## TASK INSTRUCTIONS
a – In the essay on deepening psychotherapy into psychoanalysis, what does the author name as the determining factor in patients beginning analysis?
b – List every statement the essay on deepening psychotherapy into psychoanalysis makes about analytic identity.
c – Pick up the essay on deepening psychotherapy into psychoanalysis after its last sentence and carry it forward.

## PROVIDED TEXT

########################################

Deepening Psychotherapy Into Psychoanalysis

I am sorry to have missed the discussion on Psychotherapy and Psychoanalysis in June, 2019, but I would like to respond to Alan Sugarman’s report published in TAP 53/3, page 6: “Should Psychoanalytic Candidates Be Taught Psychotherapy?”

Analytic identity depends on the conviction that psychoanalysis is the treatment of choice for most people who cross our thresholds. Building an analytic identity depends on doing analysis. The more analysis one does, the firmer the identity.

What was not mentioned in the discussion that Alan summarized was building an analytic practice. How does one deepen psychotherapy into psychoanalysis? Over the past 45 years most of my patients began analysis because I offered it. Many of these patients knew nothing about it and some education was required. Aside from those who came for analysis, nobody leapt onto the couch. My conviction, expressed in ways the particular patient could hear, was the determining factor. Of course, time and money were issues, but what each patient really wanted to know deep down was whether I could tolerate her/him, and a period of testing, taking various amounts of time made sense. In fact, rather than seeing this as resistance, I saw it as quite logical.

########################################

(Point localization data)
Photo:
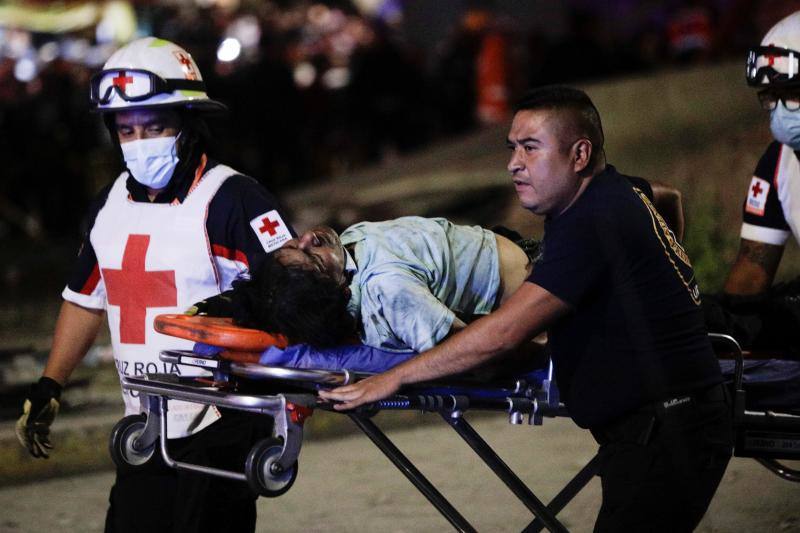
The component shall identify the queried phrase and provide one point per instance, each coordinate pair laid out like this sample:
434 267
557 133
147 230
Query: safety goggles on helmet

########################################

## RESPONSE LIST
a – The author's conviction, expressed in ways the particular patient could hear.

b –
- Analytic identity depends on the conviction that psychoanalysis is the treatment of choice for most people who cross our thresholds.
- Building an analytic identity depends on doing analysis.
- The more analysis one does, the firmer the identity.

c –
Deepening the treatment is a skill and I would like to suggest that every institute offer seminars on shifting psychotherapy to psychoanalysis. Our colleagues-in-learning would be well served as would their patients. After all, the reason for attending a psychoanalytic institute is to practice psychoanalysis. The talk about empty couches is discouraging and so it is incumbent on our institutes to teach how to deepen the work. This often includes preparation for analysis.

Howard Levine’s 2010 paper “Creating analysts, creating analytic patients.” (Int. J. Psycho-Anal., 91:1385–1404), and other writings should be recommended along with discussion. Role playing is one method I have used with good success.

There are specific techniques that can be tailored to the individual patient who has come for counseling and needs the deeper work of psychoanalysis for lasting growth and change. The analyst’s conviction in the method will overshadow the resistance that often takes the form of focusing on analyzability. Neville Symington writes eloquently on this as did Merton Gill and many others.

Jane Hall, CSW, FIPA

Jane Hall, CSW, FIPA, past president of the Contemporary Freudian Society (CFS) developed the CFS Psychotherapy Program, which she teaches and supervises in New York City, nationally and internationally. She is the author of Deepening the Treatment.